WRITTEN REQUEST 1 - Pull out every line of the records below that contains the string "glass", and copy each one in full.

TEXT SHOWN -
-*-

SHERRY: the internet is really, really, really big. This is a really fun question. I’m so glad you asked me. I did some searching before we met. Um, so I know that there are 4.6 billion people on the internet. So that’s almost two-thirds of the people in the world. I said that the Internet is a network of networks. So every network, Comcast and Verizon are networks, universities are networks, companies are networks. There are about 70,000 networks on the network on the internet. Another way to think of how big it is, is to think of like how long the cables are. So in order to connect all of those networks to the other networks, you have to run really big cables, like in between countries and in between cities, or like from your house, to the city center, and from the city center to other cities. And the longest cable in the world for the Internet is 24,000 miles long. And it goes all the way from Europe, to Japan and Australia. And the Internet even goes into space. So astronauts on the International Space Station can use the Internet to email their friends and even watch Netflix. And maybe someday when people are living on Mars, the Internet will go that far too.
MAGGIE: WOW! The Internet is huge! And it’s so cool that such a big network allows me to be able to find out so many cool things, and talk to people far away. I would love to talk to someone on the International Space Station—if you’re listening, ISS astronauts, maybe we could do an episode of Big If True using the Internet to talk to you about the ISS!
ABBY: That would be spectacular. I would love that. Since the Internet is so big, one of the key inventions that has made it more usable is the search engine, so you can find websites without knowing where they are in advance—in other words, you don’t have to know their address. Did you know that one particular search engine is used so much that people have started using its company name as a synonym for the idea of searching the Internet? Do you know which company I’m talking about?
MAGGIE: Is it Google?
MAGGIE: Why is Google so everywhere?
SHERRY: There used to be a lot of search engines, you know, like when you go and search on google.com. And so like, I remember using a search engine called Lycos, there was another one called Alta Vista. But somehow Google became the best one. And everybody just started using Google all the time.
MAGGIE: Hey, there’s the answer to our quiz question: the one in our list that ISN’T a search engine is Little River.
ABBY: But you don’t HAVE to use Google to find out things if you already know where they are. Every website on the Internet has its own address, which we write in a particular way just like we write street addresses. And if you get the address wrong, you end up in the wrong place, just like if you write to 1600 Pennsylvania Street instead of 1600 Pennsylvania Avenue, your letter won’t go to the White House. On the Internet, that address has a special name: a URL. You can impress your friends by telling them that URL stands for Uniform Resource Locator.
MAGGIE: What do the different parts of a URL mean?

-*-

DATA ENTRIES -
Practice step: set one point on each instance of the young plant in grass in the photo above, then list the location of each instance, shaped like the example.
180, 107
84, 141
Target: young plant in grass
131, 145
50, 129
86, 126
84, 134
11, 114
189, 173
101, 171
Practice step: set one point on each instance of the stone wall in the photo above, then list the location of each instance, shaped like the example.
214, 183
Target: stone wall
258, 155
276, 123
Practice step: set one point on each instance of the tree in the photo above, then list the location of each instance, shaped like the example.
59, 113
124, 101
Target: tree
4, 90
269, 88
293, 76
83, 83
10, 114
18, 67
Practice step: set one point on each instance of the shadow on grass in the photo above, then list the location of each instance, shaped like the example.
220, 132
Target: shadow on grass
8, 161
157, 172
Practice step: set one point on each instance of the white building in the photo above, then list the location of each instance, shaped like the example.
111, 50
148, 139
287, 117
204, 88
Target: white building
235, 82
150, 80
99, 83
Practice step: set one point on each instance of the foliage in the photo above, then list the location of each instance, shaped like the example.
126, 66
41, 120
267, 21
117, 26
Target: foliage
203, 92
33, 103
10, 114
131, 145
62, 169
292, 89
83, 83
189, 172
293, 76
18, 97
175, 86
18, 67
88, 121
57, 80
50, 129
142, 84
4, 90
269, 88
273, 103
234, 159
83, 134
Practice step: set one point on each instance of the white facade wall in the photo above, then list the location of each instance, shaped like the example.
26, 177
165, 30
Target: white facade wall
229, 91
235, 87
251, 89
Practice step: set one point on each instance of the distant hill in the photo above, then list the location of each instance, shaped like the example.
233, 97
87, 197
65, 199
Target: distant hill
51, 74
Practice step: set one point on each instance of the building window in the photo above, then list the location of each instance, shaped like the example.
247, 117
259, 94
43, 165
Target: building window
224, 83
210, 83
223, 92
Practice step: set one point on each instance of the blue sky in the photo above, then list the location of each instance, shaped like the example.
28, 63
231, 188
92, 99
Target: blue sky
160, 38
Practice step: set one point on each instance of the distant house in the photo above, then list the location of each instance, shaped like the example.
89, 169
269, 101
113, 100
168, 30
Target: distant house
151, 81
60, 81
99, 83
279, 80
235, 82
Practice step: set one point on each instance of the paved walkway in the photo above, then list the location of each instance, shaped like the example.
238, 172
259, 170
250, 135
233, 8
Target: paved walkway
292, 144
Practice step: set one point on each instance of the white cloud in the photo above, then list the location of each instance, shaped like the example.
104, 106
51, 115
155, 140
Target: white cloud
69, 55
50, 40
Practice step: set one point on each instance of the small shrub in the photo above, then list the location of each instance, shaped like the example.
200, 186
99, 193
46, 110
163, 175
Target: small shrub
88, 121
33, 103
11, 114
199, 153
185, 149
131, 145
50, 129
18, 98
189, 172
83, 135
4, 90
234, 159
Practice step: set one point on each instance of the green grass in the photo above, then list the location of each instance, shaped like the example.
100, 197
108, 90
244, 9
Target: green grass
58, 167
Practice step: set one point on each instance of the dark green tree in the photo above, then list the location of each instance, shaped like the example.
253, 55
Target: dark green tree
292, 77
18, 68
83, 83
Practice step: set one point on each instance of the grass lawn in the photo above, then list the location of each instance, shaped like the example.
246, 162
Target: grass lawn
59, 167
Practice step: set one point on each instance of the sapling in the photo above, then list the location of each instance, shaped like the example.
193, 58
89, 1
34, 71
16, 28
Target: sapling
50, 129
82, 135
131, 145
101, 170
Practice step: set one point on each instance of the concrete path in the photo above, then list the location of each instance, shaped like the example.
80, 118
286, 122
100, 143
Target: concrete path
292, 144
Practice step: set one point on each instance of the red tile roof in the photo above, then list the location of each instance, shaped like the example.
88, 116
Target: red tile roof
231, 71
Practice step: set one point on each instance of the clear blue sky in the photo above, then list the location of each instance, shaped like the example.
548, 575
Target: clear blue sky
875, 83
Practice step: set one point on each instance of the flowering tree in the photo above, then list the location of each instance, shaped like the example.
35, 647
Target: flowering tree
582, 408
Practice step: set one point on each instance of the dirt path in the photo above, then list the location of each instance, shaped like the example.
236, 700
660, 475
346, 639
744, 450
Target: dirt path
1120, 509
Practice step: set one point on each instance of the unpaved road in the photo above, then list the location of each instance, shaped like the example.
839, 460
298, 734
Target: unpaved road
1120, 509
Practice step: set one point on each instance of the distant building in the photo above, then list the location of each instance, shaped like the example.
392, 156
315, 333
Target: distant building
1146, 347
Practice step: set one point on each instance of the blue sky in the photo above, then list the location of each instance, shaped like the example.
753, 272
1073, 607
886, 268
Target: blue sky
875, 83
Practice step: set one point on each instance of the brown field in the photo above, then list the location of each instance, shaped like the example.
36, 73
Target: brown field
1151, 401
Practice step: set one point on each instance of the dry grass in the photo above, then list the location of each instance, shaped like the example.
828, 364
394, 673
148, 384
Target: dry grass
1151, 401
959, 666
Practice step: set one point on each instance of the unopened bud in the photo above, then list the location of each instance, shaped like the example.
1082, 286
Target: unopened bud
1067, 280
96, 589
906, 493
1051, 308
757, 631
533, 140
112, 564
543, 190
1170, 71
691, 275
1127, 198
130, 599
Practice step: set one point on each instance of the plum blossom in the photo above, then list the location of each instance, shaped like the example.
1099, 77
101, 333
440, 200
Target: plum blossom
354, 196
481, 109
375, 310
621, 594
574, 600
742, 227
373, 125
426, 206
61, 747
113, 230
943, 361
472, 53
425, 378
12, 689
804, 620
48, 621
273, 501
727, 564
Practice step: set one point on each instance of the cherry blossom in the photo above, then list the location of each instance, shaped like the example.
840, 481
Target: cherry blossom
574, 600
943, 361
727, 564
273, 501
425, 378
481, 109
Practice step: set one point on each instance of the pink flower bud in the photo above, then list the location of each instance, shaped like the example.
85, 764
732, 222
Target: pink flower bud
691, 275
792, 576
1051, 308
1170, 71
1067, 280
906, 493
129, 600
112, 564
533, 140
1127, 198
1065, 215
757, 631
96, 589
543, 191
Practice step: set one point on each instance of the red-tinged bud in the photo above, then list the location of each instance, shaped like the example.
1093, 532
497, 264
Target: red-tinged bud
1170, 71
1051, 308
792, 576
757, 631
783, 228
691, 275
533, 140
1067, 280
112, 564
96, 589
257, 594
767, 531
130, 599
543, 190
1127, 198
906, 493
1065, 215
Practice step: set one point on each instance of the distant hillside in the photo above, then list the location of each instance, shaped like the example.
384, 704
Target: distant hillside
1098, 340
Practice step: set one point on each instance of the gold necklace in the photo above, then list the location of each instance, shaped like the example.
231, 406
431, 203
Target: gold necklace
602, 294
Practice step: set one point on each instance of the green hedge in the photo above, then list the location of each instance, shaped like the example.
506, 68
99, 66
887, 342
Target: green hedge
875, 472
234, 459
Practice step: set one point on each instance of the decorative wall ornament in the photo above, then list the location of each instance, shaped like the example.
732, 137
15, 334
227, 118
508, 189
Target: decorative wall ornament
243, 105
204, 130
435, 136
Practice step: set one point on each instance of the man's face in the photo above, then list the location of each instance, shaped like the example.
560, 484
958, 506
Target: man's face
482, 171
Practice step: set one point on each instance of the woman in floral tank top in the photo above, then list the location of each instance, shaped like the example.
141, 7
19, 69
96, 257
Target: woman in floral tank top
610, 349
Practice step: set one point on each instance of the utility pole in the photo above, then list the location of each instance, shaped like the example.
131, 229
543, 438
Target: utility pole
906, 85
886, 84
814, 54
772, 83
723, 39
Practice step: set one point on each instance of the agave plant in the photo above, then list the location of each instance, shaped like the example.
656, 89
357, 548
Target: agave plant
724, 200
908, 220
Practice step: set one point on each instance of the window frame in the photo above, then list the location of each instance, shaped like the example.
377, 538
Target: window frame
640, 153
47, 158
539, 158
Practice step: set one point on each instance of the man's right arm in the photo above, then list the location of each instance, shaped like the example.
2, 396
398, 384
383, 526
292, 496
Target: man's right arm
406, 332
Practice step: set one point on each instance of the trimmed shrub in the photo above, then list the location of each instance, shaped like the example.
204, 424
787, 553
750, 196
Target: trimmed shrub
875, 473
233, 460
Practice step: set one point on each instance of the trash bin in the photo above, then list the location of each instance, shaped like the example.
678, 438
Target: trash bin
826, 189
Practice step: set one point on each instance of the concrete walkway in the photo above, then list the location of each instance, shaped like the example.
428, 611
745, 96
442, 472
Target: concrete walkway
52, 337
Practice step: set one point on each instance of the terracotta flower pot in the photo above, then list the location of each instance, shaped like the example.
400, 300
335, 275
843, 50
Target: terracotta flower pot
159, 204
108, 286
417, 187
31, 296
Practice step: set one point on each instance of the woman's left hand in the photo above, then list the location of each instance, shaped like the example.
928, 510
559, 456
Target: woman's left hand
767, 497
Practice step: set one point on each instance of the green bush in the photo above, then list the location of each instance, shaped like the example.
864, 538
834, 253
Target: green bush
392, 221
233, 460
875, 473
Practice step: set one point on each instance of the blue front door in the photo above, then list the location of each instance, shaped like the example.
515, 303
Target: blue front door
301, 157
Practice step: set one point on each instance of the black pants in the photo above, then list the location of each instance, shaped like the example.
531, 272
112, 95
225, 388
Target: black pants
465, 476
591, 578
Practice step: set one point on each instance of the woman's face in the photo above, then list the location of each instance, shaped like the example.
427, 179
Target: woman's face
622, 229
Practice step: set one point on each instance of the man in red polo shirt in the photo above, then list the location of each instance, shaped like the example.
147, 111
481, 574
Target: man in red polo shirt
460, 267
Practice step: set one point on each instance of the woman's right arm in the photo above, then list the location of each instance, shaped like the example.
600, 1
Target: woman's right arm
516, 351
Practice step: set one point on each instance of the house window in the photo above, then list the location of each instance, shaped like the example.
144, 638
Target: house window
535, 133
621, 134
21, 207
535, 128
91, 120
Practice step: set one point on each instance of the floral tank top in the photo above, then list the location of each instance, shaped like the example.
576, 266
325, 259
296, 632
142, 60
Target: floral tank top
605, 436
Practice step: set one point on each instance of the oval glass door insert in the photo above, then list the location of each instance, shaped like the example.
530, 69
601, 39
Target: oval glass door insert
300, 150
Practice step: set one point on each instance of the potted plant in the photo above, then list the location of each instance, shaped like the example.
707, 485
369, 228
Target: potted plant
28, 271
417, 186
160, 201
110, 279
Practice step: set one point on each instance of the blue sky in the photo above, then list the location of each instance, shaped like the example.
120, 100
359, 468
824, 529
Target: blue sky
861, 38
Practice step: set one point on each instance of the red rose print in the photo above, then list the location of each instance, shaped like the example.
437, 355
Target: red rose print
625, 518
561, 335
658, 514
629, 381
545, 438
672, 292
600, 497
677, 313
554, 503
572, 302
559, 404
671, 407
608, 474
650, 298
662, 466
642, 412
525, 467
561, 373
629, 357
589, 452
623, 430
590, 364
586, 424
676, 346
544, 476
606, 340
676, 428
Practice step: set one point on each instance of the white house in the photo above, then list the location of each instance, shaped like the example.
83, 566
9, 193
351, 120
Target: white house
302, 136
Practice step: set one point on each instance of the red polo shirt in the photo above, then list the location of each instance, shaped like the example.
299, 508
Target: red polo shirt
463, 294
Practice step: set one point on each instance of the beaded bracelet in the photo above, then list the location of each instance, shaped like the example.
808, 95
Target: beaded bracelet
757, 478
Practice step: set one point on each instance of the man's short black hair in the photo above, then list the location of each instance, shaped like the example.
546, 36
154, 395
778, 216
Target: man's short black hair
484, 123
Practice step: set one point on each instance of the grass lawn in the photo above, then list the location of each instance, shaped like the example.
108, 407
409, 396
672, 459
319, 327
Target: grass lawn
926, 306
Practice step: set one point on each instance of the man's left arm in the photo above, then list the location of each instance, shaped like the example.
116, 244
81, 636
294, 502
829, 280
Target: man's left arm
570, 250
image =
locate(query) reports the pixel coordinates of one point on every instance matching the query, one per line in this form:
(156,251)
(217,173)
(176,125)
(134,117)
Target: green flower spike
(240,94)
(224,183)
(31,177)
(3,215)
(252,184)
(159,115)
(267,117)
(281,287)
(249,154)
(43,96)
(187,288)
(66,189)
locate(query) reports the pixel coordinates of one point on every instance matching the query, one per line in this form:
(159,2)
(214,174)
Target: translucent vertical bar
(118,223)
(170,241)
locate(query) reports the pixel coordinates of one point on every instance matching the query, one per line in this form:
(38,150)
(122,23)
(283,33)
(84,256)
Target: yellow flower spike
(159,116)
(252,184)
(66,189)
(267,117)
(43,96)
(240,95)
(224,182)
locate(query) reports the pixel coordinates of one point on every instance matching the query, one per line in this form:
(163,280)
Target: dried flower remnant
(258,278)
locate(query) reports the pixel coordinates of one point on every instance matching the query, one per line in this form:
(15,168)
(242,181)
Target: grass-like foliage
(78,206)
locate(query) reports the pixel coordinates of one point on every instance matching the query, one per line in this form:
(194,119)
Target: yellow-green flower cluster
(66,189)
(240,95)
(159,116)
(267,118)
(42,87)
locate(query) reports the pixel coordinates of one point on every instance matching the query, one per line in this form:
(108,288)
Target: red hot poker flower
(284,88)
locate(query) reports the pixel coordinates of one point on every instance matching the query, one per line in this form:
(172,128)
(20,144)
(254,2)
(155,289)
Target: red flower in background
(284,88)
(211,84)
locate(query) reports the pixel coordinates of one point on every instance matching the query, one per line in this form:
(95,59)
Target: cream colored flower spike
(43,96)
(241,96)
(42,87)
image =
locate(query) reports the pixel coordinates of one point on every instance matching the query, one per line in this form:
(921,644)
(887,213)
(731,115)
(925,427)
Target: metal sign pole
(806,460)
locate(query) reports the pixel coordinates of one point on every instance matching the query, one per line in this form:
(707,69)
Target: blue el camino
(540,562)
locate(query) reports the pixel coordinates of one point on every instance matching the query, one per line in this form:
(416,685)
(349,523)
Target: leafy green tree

-*-

WRITTEN REQUEST 2 - Extract word for word the passage of the internet transcript above that begins at the words "ABBY: That would" and stops after "Google so everywhere?".

COMPLETE ANSWER 1 -
Practice step: set one point on each instance of the oval glass door insert in the photo above, then list the location of each instance, shaped like the example.
Target: oval glass door insert

COMPLETE ANSWER 2 -
ABBY: That would be spectacular. I would love that. Since the Internet is so big, one of the key inventions that has made it more usable is the search engine, so you can find websites without knowing where they are in advance—in other words, you don’t have to know their address. Did you know that one particular search engine is used so much that people have started using its company name as a synonym for the idea of searching the Internet? Do you know which company I’m talking about?
MAGGIE: Is it Google?
MAGGIE: Why is Google so everywhere?